=== Work required ===
Write out the full set of records below exactly.

start

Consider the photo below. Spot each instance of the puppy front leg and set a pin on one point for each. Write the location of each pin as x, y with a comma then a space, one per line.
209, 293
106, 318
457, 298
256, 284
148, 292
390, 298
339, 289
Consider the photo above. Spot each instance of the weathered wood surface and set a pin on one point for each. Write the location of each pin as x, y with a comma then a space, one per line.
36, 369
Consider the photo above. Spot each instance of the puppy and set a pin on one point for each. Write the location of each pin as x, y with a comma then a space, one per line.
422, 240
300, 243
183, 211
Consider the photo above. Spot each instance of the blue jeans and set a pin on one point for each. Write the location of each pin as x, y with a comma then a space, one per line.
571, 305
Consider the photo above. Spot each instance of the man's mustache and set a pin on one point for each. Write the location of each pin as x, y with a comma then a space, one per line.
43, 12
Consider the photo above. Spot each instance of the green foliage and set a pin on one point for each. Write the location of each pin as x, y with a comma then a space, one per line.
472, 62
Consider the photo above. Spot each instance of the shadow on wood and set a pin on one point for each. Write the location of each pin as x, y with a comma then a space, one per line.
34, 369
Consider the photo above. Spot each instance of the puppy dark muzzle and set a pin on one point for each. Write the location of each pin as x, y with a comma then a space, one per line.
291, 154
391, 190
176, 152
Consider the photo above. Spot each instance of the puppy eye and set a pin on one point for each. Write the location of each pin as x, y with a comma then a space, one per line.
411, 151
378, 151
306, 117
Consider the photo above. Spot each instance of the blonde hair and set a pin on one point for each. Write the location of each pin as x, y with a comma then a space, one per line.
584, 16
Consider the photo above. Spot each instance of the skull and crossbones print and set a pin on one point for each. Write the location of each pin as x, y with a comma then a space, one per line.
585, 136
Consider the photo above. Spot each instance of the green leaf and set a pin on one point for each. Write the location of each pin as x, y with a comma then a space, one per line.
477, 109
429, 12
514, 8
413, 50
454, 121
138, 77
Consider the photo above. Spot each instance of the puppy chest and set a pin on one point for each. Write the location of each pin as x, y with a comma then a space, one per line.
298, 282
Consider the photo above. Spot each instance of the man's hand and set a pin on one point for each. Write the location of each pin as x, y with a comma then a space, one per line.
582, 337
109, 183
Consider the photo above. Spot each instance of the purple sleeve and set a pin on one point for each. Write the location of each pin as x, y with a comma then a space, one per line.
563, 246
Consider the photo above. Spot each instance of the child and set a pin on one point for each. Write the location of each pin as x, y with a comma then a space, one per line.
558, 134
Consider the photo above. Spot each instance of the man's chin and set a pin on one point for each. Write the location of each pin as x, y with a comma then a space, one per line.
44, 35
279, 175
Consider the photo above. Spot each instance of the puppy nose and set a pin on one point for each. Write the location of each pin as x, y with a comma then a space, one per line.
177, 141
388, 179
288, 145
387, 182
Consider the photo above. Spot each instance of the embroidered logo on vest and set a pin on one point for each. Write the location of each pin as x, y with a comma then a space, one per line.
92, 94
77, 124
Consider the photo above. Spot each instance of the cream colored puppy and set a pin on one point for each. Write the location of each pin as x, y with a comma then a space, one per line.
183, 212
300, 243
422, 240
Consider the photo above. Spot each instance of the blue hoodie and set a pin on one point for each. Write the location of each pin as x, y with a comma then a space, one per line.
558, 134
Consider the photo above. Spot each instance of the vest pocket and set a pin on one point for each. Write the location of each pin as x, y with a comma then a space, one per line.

end

=== Result for this task ===
Consider the photo below. Spot each instance of the puppy front leg and set a pin on one point for each. Write the location of each pin as x, y with a comma then a space, one per line.
209, 293
106, 318
457, 298
256, 284
148, 292
390, 298
339, 289
Consider the photo above. Spot each instance of the weathered wood surface and set a pin on one point for each. Write the location of each pin as x, y with a comma then a space, one per line.
36, 369
Consider the photo above. Spot each instance of the puppy and set a pin on one point for each. Write the location of each pin as x, y with a comma then a space, one per line.
422, 240
300, 243
183, 211
Consider the photo above. Spot each instance of the blue jeans and set a pin on one point for each. Write the location of each pin as x, y with a comma then a space, one per line.
571, 305
Consider the photo above. Spot each instance of the man's mustache and set a pin on one point for each. Write the location of each pin as x, y with a comma then a space, one per line.
43, 12
Consider the photo above. Spot each instance of the green foliage and set a pin on one point for each. Write the location of each pin as x, y with a comma then a space, one per line.
472, 62
Consider the photo above. Spot each instance of the shadow on wood and set a pin on one point for each. Write the location of each pin as x, y with a comma then a space, one per line.
34, 369
Consider the photo above. Spot each instance of the puppy dark muzzle and set a pin on one point for each. Write the location of each pin as x, y with a comma then a space, one per line.
291, 154
391, 190
176, 152
Consider the photo above. Spot each instance of the puppy eye and set a pin on one point for each. Write the location of each pin as x, y with a comma then a space, one per line.
411, 151
378, 151
306, 117
Consider the photo above. Spot each instance of the blonde hair and set a pin on one point for each. Write the location of each pin as x, y with a comma then a space, one per line.
584, 16
Consider the photo above. Spot each instance of the skull and crossbones print and set a pin on one point for each. Write the location of each pin as x, y with a comma then a space, one per line.
585, 136
Consider the photo above. Spot each instance of the green leaf and set a pin on one point for each. Write the location of each pin as x, y with a comma then a space, one per line.
477, 109
429, 12
514, 8
413, 50
454, 121
138, 77
Consider the photo above. Spot each instance of the puppy chest and set a pin on one point for each. Write the location of each pin as x, y with a comma then a space, one per line.
298, 282
Consider the photo above. Spot each instance of the man's hand and set a pin on one point for each. Write the location of each pin as x, y with a comma then a space, one per line.
582, 337
109, 183
Consider the photo above. Spot each instance of the purple sleeve and set a pin on one point for each. Write the location of each pin as x, y with a comma then a space, one per line.
563, 246
Consider the photo above. Spot each instance of the child and set a pin on one point for each. Write the location of each pin as x, y with a comma then a space, one per line.
558, 134
Consider the photo above. Spot each instance of the man's chin and set a pin on one point for each. Write the location of each pin as x, y with a comma then a space, one per line.
44, 35
279, 175
Consider the photo above. Spot each instance of the puppy nose and set a pin on one point for each. Write the location of each pin as x, y with a comma then a space, one per line.
177, 141
388, 179
288, 145
387, 182
Consider the photo above. Spot each instance of the embroidered logo on vest and set a pin on one point for each. Write the location of each pin as x, y with a comma then a space, one per line.
92, 94
77, 124
Consider the photo above. Spot each instance of the cream colored puppy and set a pin on one point for each. Write the location of each pin as x, y with a comma then a space, one per line.
183, 212
300, 243
422, 240
Consider the photo above. Spot each instance of the blue hoodie and set a pin on one point for each. Write the location of each pin as x, y with a comma then a space, one per line.
558, 134
Consider the photo above. Spot each instance of the vest pocket and set a pin on one point for each. Write the location of each pin as x, y with a comma then a space, one per line.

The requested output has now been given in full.